Escuchaba el otro día a mi amigo David Barrado en la presentación de su libro “Peligros cósmicos” diciendo que la Tierra sigue aquí porque durante millones de años, la moneda siempre ha caído de cara. Nos hemos librado de supervolcanes, meteoritos, desastres galácticos varios. Somos un puñetero milagro, básicamente. Eso en cuanto al tema planetario. Luego pasamos al tema individuo: qué ínfimas posibilidades había de que nuestros tatarabuelos se molaran, y luego se molaran todos los demás que vinieron después. Un embarazo de nuestra querida madre con final feliz, unos cuantos años evitando cornisas sueltas y aquí estamos, siendo algo improbable a más no poder.

Lo mínimo que nos podemos exigir es hacer algo de provecho para honrar al universo y honrarnos a nosotras. Celebrarnos, e invitar a esa fiesta a cuanta más gente mejor. Si nos caen bien, claro.

Porque de qué va la vida sino de crear impacto, de convertirnos en el después de un antes que ya no, que ya fue, que hasta luego. Y no solo para los demás porque, en estas ansias nuestras de que los prójimos nos presten atención, se nos olvida que, si no dejamos huella en nuestros entresijos, difícilmente lo haremos en los de otros. Sería como esperar las ondas en el agua antes de tirar la piedra.

El impacto es, básicamente, cambio. Qué putada, con el canguelo que nos da. Paradójico, dado que somos cambio: nos arrugamos, crecemos, menguamos, pasamos de un instante a otro que no es el mismo continuamente, nos enamoramos, nos cabreamos, nos ilusionamos y nos apalancamos, decimos Diego donde dijimos digo. Nos vamos, llegamos, nos volvemos a ir.

Hay cambios, como los de arriba, inevitables. De esos, algunos son deseables y otros nos tocan los ovarios soberanamente. Aceptación, amiga, y mucha meditación y mucho yoga y mucha autogestión. En cuanto a los evitables, que decida nuestro criterio y no nuestro miedo.

Algunos rehúyen el más mínimo movimiento, porque temen a lo desconocido, y en ese reposo eterno se pierden la vida misma. Sentaditos en el tren, contemplan sus posibilidades pasar por la ventanilla sin plantearse jamás bajarse y empezar a rebozarse en novedades, ilusiones, sobresaltos, aventuras, decepciones. Decisiones. Y más decisiones.

Evitan el salto y con él, el impacto, claro. Abortan su después y el después de todos esos a los que su gesto podría inspirar. Qué penita.

No siempre me gustó saltar. De pequeña era tímida, o miedosa, o ignorante de lo que de verdad importa. Mis libros y mis amigas del pueblo de la Costa Brava me bastaban. Para qué más. Lo mismo de adolescente. Ni saltos, ni piedras, ni impactos.

Pero un año fatídico en el que se me fue alguien demasiado joven y otro alguien, ya mayor y demasiado esclavizado, me mostró que puedes quedarte sin tiempo antes de lo previsto o puedes tirarlo enterito a la basura si lo pasas con quien se zampa tus alas. Y me prometí que, en el rato que me quedaba sobre el Planeta Milagroso, la iba a liar parda. No es para menos.

Elijamos el impacto y elijámoslo ya. Si solo nos atrevemos con lo conocido, conozcamos más, sepamos más, preguntémonos más. Demos ese primer paso imprescindible, aterrador y mágico. Fijémonos en los que saltaron antes. Hagámoslo dirigiéndonos a, y no solo huyendo de. Seamos conscientes de nuestra pequeñez y de nuestra inmensidad.

De lo poco que importamos y de lo mucho que podemos significar.

····················

* _TAREAS_:
1. Indica si cada afirmación concuerda con el fragmento, respondiendo sí o no y citando literalmente las palabras que lo deciden. (a) El libro de David Barrado se titula “Peligros cósmicos”. (b) Las amigas del pueblo de quien narra eran de Galicia. (c) Según el fragmento, el impacto es, básicamente, estabilidad.
2. Muestra cada línea de los registros que contenga la palabra "locomotive".

* _DATOS DE ENTRADA_:

····················

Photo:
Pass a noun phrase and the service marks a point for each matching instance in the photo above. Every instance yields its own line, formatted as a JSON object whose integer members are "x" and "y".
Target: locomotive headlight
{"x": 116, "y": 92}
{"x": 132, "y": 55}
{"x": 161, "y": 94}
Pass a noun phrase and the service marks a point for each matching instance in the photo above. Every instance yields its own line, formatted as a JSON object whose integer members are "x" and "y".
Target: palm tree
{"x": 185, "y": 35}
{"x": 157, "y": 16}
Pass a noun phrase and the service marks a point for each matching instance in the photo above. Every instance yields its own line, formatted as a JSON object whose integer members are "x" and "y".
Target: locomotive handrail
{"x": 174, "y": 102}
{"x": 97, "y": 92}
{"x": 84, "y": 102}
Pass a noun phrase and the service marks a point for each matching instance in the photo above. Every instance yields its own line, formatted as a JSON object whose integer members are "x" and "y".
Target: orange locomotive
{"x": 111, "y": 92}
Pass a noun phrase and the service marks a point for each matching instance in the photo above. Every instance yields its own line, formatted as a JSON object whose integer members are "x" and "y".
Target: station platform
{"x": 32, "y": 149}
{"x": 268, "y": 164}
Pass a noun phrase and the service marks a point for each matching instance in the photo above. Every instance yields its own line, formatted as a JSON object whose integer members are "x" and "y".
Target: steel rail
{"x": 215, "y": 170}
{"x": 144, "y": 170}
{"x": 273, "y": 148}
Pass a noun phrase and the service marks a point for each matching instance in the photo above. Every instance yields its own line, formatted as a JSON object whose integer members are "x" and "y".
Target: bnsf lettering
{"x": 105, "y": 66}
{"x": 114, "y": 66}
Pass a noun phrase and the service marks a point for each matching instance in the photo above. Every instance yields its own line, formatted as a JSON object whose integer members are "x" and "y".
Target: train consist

····················

* _RESPUESTAS_:
1.
(a) Sí: «la presentación de su libro “Peligros cósmicos”».
(b) No: «Mis libros y mis amigas del pueblo de la Costa Brava me bastaban».
(c) No: «El impacto es, básicamente, cambio».

2.
Target: locomotive headlight
Target: locomotive handrail
Target: orange locomotive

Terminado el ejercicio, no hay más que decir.